◆ Directive ◆
Copy out only those lines running from the line with "Category: paper document" to the end of the listing, keeping each one exactly as it is.

◆ Provided data ◆
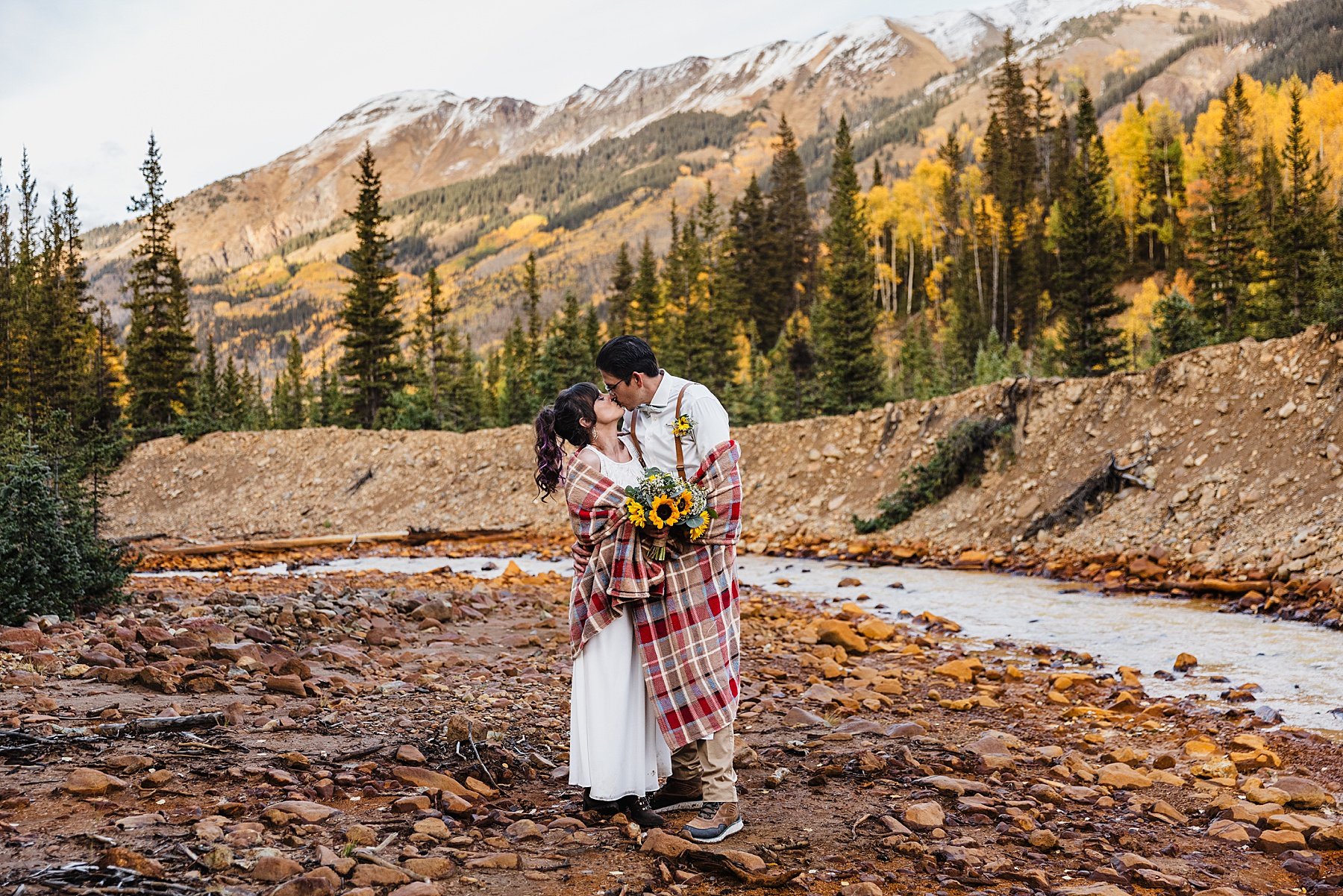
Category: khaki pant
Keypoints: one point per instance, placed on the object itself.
(711, 762)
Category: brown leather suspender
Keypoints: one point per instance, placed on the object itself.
(680, 449)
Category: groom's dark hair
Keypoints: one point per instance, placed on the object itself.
(624, 357)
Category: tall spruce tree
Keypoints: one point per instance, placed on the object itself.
(8, 310)
(290, 395)
(1165, 183)
(328, 407)
(1089, 242)
(566, 355)
(372, 369)
(795, 370)
(622, 283)
(428, 407)
(207, 395)
(1299, 234)
(846, 316)
(748, 258)
(519, 398)
(792, 254)
(1224, 228)
(645, 298)
(710, 320)
(1177, 327)
(159, 345)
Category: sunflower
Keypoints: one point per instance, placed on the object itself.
(636, 512)
(664, 512)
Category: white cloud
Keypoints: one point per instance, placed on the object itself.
(228, 87)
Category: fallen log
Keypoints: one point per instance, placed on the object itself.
(151, 726)
(1217, 586)
(712, 862)
(409, 536)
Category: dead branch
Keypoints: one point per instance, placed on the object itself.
(263, 545)
(151, 726)
(1108, 480)
(712, 862)
(84, 877)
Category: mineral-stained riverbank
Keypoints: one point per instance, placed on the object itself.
(1237, 448)
(383, 730)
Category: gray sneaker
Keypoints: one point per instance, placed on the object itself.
(713, 824)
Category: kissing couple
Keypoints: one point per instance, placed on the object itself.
(656, 644)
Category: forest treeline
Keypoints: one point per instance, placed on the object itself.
(1045, 245)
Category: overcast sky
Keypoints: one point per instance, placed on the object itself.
(228, 85)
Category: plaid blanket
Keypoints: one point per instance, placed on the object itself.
(685, 609)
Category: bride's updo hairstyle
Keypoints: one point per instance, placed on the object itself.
(563, 422)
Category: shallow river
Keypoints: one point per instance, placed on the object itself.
(1297, 665)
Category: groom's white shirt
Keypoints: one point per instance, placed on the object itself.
(656, 418)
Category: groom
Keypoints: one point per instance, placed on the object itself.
(703, 775)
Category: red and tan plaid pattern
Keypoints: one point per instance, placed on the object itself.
(685, 610)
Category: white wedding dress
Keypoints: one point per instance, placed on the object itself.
(616, 748)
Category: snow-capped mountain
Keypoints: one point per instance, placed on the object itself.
(425, 139)
(962, 34)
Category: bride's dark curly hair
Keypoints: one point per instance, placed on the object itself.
(563, 421)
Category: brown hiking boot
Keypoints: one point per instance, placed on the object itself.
(715, 822)
(677, 795)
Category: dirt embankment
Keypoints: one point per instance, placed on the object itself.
(1244, 472)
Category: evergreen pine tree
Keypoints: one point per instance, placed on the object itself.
(919, 374)
(371, 369)
(461, 389)
(1165, 183)
(290, 394)
(567, 354)
(26, 285)
(159, 345)
(40, 568)
(795, 371)
(428, 406)
(846, 316)
(328, 407)
(532, 289)
(622, 283)
(8, 310)
(646, 301)
(710, 322)
(1222, 231)
(519, 394)
(1175, 327)
(792, 249)
(231, 399)
(1088, 243)
(1299, 236)
(206, 397)
(748, 258)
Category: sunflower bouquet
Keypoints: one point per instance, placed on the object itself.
(663, 505)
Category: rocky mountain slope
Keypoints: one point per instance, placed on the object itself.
(265, 245)
(1242, 448)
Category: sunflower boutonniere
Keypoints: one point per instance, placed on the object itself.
(683, 426)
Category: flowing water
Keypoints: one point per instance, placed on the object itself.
(1297, 666)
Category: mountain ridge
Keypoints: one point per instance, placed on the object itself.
(872, 69)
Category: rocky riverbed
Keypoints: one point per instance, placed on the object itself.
(391, 734)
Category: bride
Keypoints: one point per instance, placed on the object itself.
(617, 751)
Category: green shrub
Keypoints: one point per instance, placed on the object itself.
(51, 562)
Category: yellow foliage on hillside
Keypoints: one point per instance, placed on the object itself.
(1322, 112)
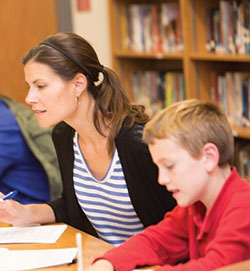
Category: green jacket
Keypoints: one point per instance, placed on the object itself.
(40, 143)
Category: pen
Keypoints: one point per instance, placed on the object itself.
(79, 252)
(11, 195)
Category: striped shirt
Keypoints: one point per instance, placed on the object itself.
(105, 202)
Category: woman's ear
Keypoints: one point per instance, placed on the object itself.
(80, 84)
(211, 156)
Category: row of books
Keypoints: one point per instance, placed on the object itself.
(242, 159)
(156, 90)
(228, 27)
(232, 91)
(151, 28)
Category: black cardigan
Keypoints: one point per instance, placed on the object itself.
(150, 200)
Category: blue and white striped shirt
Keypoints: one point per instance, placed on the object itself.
(106, 202)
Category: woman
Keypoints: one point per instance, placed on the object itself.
(110, 185)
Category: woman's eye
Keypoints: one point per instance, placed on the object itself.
(40, 86)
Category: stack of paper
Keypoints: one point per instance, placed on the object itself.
(15, 260)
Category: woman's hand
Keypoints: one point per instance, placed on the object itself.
(101, 265)
(12, 212)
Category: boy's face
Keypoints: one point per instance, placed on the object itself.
(182, 174)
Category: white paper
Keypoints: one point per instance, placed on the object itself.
(38, 234)
(17, 260)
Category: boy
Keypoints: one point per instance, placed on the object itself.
(191, 142)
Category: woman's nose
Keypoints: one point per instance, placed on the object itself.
(31, 98)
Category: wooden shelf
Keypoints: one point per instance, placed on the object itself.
(196, 64)
(220, 57)
(243, 132)
(129, 54)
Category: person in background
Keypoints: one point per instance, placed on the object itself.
(192, 144)
(109, 178)
(28, 161)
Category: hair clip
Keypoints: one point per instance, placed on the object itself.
(100, 79)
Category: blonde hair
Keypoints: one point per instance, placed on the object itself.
(193, 123)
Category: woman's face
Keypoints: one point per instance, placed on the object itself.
(51, 98)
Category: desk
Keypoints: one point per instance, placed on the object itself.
(241, 266)
(92, 247)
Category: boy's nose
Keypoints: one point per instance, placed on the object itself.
(163, 179)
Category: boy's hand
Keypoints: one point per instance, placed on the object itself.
(101, 265)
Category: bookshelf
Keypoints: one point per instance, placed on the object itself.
(194, 61)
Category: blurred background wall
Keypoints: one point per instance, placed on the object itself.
(24, 23)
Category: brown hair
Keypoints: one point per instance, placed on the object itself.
(75, 55)
(193, 123)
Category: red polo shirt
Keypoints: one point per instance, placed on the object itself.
(220, 237)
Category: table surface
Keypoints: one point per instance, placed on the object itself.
(92, 247)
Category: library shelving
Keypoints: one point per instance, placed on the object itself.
(197, 46)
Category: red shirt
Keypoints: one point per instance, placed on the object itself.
(218, 238)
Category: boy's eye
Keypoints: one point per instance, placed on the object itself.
(169, 166)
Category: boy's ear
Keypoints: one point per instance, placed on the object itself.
(211, 156)
(80, 84)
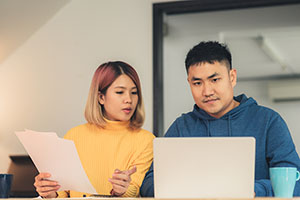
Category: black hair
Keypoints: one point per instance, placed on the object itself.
(210, 52)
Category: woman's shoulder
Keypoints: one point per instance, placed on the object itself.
(146, 134)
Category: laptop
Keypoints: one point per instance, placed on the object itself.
(204, 167)
(24, 172)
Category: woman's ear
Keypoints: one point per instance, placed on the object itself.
(101, 98)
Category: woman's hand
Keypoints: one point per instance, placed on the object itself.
(45, 187)
(120, 181)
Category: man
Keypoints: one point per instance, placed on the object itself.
(217, 113)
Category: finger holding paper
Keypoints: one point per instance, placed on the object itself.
(45, 187)
(121, 180)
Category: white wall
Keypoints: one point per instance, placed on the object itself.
(45, 82)
(185, 31)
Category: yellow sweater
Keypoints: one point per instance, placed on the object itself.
(101, 151)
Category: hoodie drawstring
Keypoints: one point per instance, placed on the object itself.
(229, 125)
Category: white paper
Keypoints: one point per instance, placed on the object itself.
(58, 157)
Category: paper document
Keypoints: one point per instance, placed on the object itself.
(58, 157)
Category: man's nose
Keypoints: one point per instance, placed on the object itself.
(208, 89)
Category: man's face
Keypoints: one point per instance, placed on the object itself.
(212, 87)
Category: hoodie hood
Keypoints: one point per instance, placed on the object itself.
(208, 120)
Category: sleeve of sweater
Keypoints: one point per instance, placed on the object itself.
(142, 163)
(280, 152)
(147, 188)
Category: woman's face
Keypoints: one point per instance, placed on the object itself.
(120, 100)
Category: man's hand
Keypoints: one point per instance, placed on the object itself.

◆ Solution to this problem ◆
Category: paper document
Keypoints: one point per instance, placed on the object itself.
(58, 157)
Category: man's nose
Keypoints: one point per instance, placed on the object itself.
(208, 89)
Category: man's face
Keypoints: one point per instance, placed on the object itself.
(212, 87)
Category: hoodie hood
Keypoints: one point per instance, placed on the object itself.
(208, 120)
Category: sleeve of sweater
Keypoints: one point per instance, placed on the object itself.
(142, 163)
(280, 152)
(147, 188)
Category: woman's face
Keypoints: one point per instance, placed on the object itself.
(120, 100)
Category: man's hand
Keypoints: one point per instance, placed on the object itself.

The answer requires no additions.